#### Exercise objective
Would you please copy out each entry exactly?

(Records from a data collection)
=== Section Start ===

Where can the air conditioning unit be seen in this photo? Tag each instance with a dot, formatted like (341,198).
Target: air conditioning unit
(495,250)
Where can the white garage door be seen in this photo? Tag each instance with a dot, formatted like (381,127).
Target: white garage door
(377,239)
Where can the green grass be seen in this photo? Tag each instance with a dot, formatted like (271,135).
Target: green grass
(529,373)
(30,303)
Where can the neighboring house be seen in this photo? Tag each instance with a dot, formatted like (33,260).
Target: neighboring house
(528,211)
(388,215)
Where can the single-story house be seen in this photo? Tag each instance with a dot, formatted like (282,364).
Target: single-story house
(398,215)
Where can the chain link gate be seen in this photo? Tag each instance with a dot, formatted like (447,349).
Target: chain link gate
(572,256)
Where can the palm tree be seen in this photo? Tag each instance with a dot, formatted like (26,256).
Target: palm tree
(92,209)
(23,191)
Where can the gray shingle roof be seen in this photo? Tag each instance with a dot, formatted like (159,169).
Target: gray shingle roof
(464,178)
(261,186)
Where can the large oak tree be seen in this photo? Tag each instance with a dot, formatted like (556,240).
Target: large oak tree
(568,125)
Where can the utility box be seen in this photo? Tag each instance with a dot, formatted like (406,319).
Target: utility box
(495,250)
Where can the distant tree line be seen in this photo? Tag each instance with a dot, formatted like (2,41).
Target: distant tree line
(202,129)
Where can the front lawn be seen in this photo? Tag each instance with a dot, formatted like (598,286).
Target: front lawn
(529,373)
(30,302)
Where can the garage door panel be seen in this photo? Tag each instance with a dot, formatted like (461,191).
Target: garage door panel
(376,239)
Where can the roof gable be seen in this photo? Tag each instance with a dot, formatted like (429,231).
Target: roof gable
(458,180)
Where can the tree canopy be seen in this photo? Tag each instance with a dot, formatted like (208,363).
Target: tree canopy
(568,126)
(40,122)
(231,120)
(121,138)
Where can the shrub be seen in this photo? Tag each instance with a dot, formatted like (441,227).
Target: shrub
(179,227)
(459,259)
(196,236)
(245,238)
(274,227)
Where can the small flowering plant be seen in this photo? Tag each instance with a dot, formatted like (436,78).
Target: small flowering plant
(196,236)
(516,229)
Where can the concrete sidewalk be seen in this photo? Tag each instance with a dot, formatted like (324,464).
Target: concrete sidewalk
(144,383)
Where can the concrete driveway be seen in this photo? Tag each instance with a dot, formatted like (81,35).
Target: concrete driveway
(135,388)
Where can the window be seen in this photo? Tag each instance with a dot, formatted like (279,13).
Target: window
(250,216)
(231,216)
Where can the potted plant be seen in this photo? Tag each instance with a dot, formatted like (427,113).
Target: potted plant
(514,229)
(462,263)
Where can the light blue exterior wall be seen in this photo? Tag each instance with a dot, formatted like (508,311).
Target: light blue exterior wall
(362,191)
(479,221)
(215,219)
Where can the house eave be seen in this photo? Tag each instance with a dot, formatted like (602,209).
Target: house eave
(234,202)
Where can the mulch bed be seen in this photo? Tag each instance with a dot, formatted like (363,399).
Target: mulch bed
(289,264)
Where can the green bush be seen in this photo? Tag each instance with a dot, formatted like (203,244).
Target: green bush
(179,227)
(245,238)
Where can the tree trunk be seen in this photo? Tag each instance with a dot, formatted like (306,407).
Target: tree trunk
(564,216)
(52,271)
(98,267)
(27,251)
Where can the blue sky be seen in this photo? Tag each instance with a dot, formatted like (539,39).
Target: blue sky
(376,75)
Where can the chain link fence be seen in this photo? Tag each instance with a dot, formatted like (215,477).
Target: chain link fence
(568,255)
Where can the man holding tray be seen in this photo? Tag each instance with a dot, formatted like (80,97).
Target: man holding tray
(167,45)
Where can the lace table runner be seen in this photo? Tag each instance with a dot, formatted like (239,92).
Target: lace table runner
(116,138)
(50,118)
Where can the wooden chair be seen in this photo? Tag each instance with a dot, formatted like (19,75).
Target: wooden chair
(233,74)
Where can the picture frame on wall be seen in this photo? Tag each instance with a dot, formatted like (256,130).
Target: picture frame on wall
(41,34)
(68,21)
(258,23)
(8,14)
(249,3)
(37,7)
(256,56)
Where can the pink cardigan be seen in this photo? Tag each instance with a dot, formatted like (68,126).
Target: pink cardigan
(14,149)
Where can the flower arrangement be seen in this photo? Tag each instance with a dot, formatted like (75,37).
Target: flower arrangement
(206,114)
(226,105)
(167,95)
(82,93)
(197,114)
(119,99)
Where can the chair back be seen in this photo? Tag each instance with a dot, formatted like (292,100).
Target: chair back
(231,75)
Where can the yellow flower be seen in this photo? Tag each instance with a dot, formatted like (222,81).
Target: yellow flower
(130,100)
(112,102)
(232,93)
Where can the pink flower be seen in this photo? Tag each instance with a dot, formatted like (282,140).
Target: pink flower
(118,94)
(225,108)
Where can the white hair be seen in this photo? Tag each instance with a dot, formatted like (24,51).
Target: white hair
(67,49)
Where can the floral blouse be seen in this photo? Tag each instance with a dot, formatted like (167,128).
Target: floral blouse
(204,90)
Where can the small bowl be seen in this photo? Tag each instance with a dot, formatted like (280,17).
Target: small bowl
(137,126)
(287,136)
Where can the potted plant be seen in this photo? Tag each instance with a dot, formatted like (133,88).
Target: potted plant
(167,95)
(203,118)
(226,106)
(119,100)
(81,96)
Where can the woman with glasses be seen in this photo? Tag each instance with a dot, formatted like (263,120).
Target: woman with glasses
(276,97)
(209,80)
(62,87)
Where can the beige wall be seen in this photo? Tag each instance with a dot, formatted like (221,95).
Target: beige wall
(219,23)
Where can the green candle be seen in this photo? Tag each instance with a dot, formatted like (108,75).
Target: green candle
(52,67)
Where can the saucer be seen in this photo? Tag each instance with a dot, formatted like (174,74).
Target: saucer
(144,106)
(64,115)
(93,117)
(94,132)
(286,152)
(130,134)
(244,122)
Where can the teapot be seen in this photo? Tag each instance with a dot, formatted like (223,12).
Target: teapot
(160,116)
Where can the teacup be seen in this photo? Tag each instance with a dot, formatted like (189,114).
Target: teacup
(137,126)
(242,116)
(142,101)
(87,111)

=== Section End ===

#### Task solution
Where can the air conditioning unit be seen in this photo? Tag each instance with a dot, formatted like (341,198).
Target: air conditioning unit
(495,250)
Where can the white garage door be seen in this photo? Tag each instance with a dot, formatted like (381,127).
Target: white garage door
(377,239)
Where can the green grass be seen in this photo? Tag each instance with a dot, formatted like (271,135).
Target: green grass
(529,373)
(30,303)
Where can the neighboring house be seen in this photo? Tag each instance with a dot, formatted like (33,260).
Target: neighboring house
(528,211)
(388,215)
Where can the single-story house be seen in this photo? Tag each instance with a dot, formatted like (282,364).
Target: single-story house
(398,215)
Where can the chain link gate be seen in this photo? Tag each instance with a dot, formatted like (447,349).
Target: chain link gate
(572,256)
Where can the palm tree be seen in this photo? Tag each instance with a dot, formatted like (26,256).
Target: palm tree
(92,209)
(23,191)
Where can the gray shingle roof be seen in this photo? Tag each instance with a dot, formatted like (159,169).
Target: gray shingle roof
(464,178)
(261,186)
Where can the large oak tree be seen in this photo? Tag each instance with a dot, formatted like (556,240).
Target: large oak tree
(568,125)
Where can the utility box be seen in this photo? Tag each instance with a dot, formatted like (406,319).
Target: utility box
(495,250)
Where can the distant tree line be seen in this photo? Tag each instance with a dot, formatted like (2,41).
Target: distant tree line
(202,129)
Where can the front lawn be seen in this photo? Tag each instance with a dot, formatted like (598,286).
Target: front lawn
(529,373)
(30,302)
Where can the garage door panel be seen in this photo? Tag each instance with a dot, formatted like (461,191).
Target: garage door panel
(376,239)
Where can the roof gable be seen in this photo? Tag each instance with a dot, formatted like (429,231).
Target: roof gable
(458,180)
Where can the tree canopy be seen in this photo? Tag each instance with a dot, formatted like (208,363).
Target: tree canopy
(568,126)
(40,122)
(231,120)
(121,138)
Where can the shrub be seen in this photo? Tag each instance with a dot, formatted like (441,227).
Target: shrub
(179,227)
(459,259)
(196,236)
(245,238)
(274,227)
Where can the small flowering plant be seen in this photo? Tag each instance with a dot, formatted like (436,78).
Target: small flowering plant
(196,236)
(516,229)
Where can the concrete sidewalk be seen in this photo? Tag each instance with a dot, formatted like (324,464).
Target: concrete sidewalk
(144,383)
Where can the concrete driveway be seen in this photo? Tag each instance with a dot, formatted like (81,35).
Target: concrete driveway
(135,388)
Where can the window be seen in this photo? Tag each instance with a dot, formatted like (279,13).
Target: window
(250,216)
(231,216)
Where can the potted plant be seen in this photo? Tag each instance with a dot, formatted like (427,113).
Target: potted plant
(514,229)
(462,263)
Where can the light blue exterior wall be seen in this photo? Tag each instance with a dot, formatted like (508,311).
Target: light blue exterior wall
(362,191)
(479,221)
(215,219)
Where can the house eave be seen in this photo? Tag each instance with a dot, formatted like (602,209).
Target: house eave
(234,202)
Where can the mulch bed be seen in this photo? Tag each instance with a dot, formatted like (363,399).
Target: mulch bed
(289,264)
Where can the green bush be seen in this photo? Tag each instance with a dot, formatted like (203,244).
Target: green bush
(179,227)
(245,238)
Where can the tree trunk be seen in this photo? Tag each instance with a dot, formatted like (306,407).
Target: tree trunk
(564,216)
(52,271)
(98,267)
(27,251)
Where can the blue sky be seen in this photo? Tag each instance with a dot, formatted like (539,39).
Target: blue sky
(376,75)
Where can the chain link fence be seen in this photo? Tag each instance with a dot, formatted like (215,477).
Target: chain link fence
(568,255)
Where can the man holding tray be seen in this photo? Tag each instance with a dot, formatted like (80,97).
Target: man holding tray
(167,45)
Where can the lace table runner be seen in this photo? Tag each instance with a dot, formatted like (239,92).
Target: lace table runner
(116,138)
(50,118)
Where can the wooden chair be seen in this photo? Tag each instance with a dot, formatted like (19,75).
Target: wooden chair
(233,74)
Where can the picture frame on wall be seen in this photo? Tag each instance with a dot, formatted like (256,130).
Target: picture frame on wall
(41,34)
(68,21)
(258,23)
(8,14)
(249,3)
(37,7)
(256,56)
Where can the pink cardigan be seen in this photo? Tag each instance with a dot, formatted like (68,126).
Target: pink cardigan
(14,149)
Where can the flower arrangement be seen in this photo? Tag each instance with a dot, formatted like (75,37).
Target: flower arrangement
(206,114)
(226,105)
(167,95)
(82,93)
(197,114)
(119,99)
Where can the chair back be seen in this photo? Tag each instance with a dot, formatted like (292,100).
Target: chair back
(231,75)
Where can the yellow flower be seen in this photo? Tag each instance with a dot, formatted like (222,81).
Target: yellow flower
(130,100)
(112,102)
(232,93)
Where can the pink flower be seen in this photo? Tag each instance with a dot, formatted like (282,140).
Target: pink flower
(118,94)
(225,108)
Where can the white hair be seen in this photo? Tag each instance with a dot, formatted like (24,51).
Target: white hair
(67,49)
Where can the floral blouse be seen in this photo? Tag each instance with a dot, formatted like (167,128).
Target: floral blouse
(204,90)
Where can the small bowl be seen in this photo? Tag each instance with a dot, formatted like (280,17).
Target: small bowl
(137,126)
(287,136)
Where can the potted plant be seen in this photo? Tag each instance with a dot, formatted like (133,88).
Target: potted plant
(167,95)
(203,118)
(226,106)
(119,100)
(81,96)
Where can the woman with glasses be seen in this photo? Tag each instance with a dot, formatted like (263,120).
Target: woman with glasses
(276,97)
(209,80)
(62,87)
Where can the beige wall be seen in this photo? Tag each instance with a dot, formatted like (221,95).
Target: beige wall
(219,23)
Where can the green candle be seen in this photo? Tag each instance with a dot, formatted like (108,75).
Target: green candle
(52,67)
Where can the saucer be seen in this photo? Tag each instance with a dot, formatted like (174,74).
Target: saucer
(144,106)
(64,115)
(93,117)
(94,132)
(286,152)
(130,134)
(244,122)
Where can the teapot be seen in this photo? Tag each instance with a dot, formatted like (223,12).
Target: teapot
(160,116)
Where can the teacup be seen in this photo? Tag each instance with a dot, formatted like (189,114).
Target: teacup
(137,126)
(242,116)
(142,101)
(87,111)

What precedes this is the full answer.